WHAT YOU SHOULD DO: Copy word for word every line from the one containing "the bird's head" through the last line, including both.

------------------------------------------------

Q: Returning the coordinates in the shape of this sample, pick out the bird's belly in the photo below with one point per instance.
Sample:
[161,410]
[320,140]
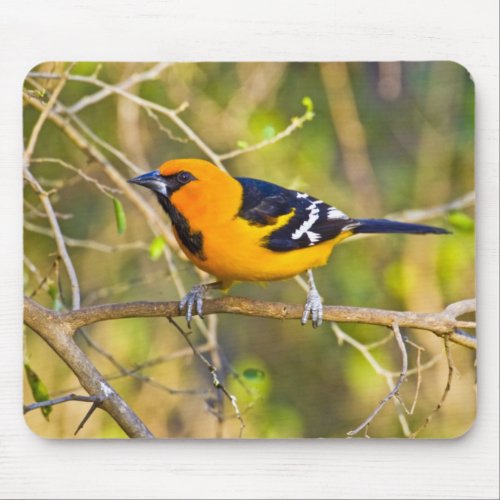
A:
[235,253]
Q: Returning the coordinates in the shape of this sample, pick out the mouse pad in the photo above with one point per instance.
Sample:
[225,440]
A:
[249,250]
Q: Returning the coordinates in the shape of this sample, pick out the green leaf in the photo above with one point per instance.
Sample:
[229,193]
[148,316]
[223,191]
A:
[254,374]
[156,248]
[307,102]
[461,221]
[269,132]
[121,221]
[38,389]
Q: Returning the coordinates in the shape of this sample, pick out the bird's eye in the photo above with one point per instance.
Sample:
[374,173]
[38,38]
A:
[184,177]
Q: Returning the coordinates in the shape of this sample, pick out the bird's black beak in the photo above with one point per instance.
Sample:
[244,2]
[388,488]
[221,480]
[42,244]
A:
[152,180]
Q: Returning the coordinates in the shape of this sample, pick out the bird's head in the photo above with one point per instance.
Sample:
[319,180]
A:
[192,186]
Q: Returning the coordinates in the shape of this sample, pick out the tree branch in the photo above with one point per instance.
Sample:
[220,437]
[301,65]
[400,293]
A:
[59,335]
[441,323]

------------------------------------------------

TASK OUTPUT:
Q: Returning the coordinates in the shape of this sample, pick out the bird's head in the photo above with one point per instance.
Sample:
[319,180]
A:
[192,186]
Q: Returning the coordinates in the shape of this sample, pick out the tree branch in the photo above with one point per instance.
Sample:
[220,437]
[301,65]
[400,293]
A:
[59,335]
[441,323]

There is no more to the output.